Delusions 'caused a drive' to murder, Hibbing witnesses say
HIBBING -- Two mental health experts testified Tuesday that they believe Benjamin David Lundquist did not understand it was wrong to kill Joel Dean Gangness in January 2017.
HIBBING - Two mental health experts testified Tuesday that they believe Benjamin David Lundquist did not understand it was wrong to kill Joel Dean Gangness in January 2017.
Both psychologists, retained by Lundquist's defense team, diagnosed the 34-year-old defendant with schizoaffective disorder - a condition that includes symptoms of schizophrenia and mood disorder.
"He felt it was morally the right thing to do," testified Gerald Henkel-Johnson, an independent evaluator and former chair of the psychology and sociology department at the College of St. Scholastica.
Lundquist's delusional belief that the victim was a child molester - and that he was sent by God to eliminate him - persists more than two years later, according to fellow psychologist Jacqueline Buffington.
"I don't know if he believes it with the same strength, but yes, there are indications he still believes that," said Buffington, also an independent evaluator and an associate professor at the University of Minnesota Duluth.
Lundquist, of Grand Rapids, pleaded not guilty by reason of mental illness to a charge of intentional second-degree murder in the death of Gangness, 54, who was bludgeoned and stabbed more than a dozen times inside his apartment at the old Star Motel, 3901 First Ave., in Hibbing.
Judge Mark Starr on Monday found proof beyond a reasonable doubt to convict Lundquist of the crime. However, the second phase of the trial asks the judge to determine his mental state at the time.

**PROBLEM 1:**
According to the article, what condition did both psychologists diagnose in the defendant?
**PROBLEM 2:**
Name every person the article identifies by name.
**PROBLEM 3:**
Reproduce the article from "HIBBING - Two" up to and including "of St. Scholastica.".
The entries have nothing to do with the article.

**DATA SUPPLIED:**
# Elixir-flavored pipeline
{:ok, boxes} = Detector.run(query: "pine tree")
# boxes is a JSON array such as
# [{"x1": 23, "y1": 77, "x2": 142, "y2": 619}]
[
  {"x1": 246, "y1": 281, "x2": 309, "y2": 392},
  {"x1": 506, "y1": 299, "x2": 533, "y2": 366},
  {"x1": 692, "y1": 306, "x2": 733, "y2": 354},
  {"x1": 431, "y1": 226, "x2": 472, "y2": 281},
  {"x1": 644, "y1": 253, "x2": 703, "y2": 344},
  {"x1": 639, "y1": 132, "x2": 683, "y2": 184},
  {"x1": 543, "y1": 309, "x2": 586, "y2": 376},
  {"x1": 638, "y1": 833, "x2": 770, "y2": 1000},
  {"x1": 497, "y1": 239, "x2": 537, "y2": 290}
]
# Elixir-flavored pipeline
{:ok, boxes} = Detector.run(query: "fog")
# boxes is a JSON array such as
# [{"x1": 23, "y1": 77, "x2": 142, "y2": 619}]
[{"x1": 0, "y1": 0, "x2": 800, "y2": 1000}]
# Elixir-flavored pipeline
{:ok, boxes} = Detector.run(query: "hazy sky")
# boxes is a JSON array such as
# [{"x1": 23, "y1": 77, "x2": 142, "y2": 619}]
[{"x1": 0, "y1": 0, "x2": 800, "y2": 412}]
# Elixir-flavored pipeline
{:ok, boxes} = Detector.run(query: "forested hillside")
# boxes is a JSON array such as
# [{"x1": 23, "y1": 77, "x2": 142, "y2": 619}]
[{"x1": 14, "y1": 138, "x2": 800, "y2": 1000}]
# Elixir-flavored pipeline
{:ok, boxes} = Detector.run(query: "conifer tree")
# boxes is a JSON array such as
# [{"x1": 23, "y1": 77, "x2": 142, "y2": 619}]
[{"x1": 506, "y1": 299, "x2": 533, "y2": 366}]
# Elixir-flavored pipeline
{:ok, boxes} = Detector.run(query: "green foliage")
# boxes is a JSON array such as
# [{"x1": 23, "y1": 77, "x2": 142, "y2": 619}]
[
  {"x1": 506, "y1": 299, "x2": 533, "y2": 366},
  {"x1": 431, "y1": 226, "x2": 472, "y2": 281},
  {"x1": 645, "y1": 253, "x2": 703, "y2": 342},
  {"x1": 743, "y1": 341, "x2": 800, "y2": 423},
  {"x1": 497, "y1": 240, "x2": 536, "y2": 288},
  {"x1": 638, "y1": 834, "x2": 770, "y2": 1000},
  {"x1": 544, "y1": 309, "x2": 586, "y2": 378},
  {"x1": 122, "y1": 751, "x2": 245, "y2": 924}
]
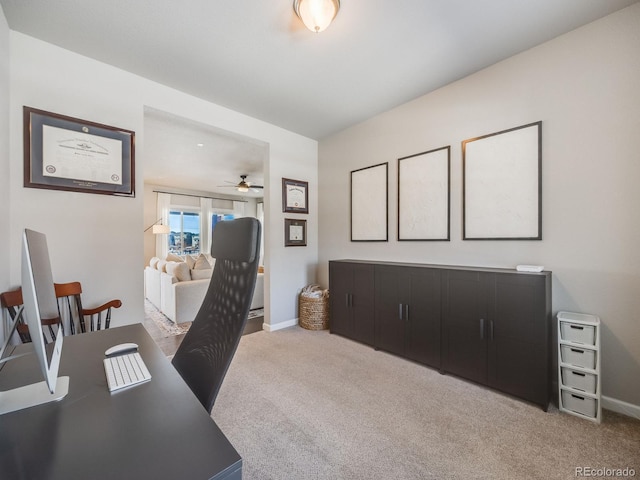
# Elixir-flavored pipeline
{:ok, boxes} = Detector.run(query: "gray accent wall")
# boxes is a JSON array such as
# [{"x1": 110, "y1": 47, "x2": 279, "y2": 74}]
[{"x1": 318, "y1": 4, "x2": 640, "y2": 408}]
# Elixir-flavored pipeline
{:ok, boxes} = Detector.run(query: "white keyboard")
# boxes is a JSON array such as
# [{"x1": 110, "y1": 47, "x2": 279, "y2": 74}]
[{"x1": 104, "y1": 352, "x2": 151, "y2": 392}]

**TASK ANSWER 1:**
Schizoaffective disorder.

**TASK ANSWER 2:**
Benjamin David Lundquist, Joel Dean Gangness, Gerald Henkel-Johnson, Jacqueline Buffington, Mark Starr

**TASK ANSWER 3:**
HIBBING - Two mental health experts testified Tuesday that they believe Benjamin David Lundquist did not understand it was wrong to kill Joel Dean Gangness in January 2017.
Both psychologists, retained by Lundquist's defense team, diagnosed the 34-year-old defendant with schizoaffective disorder - a condition that includes symptoms of schizophrenia and mood disorder.
"He felt it was morally the right thing to do," testified Gerald Henkel-Johnson, an independent evaluator and former chair of the psychology and sociology department at the College of St. Scholastica.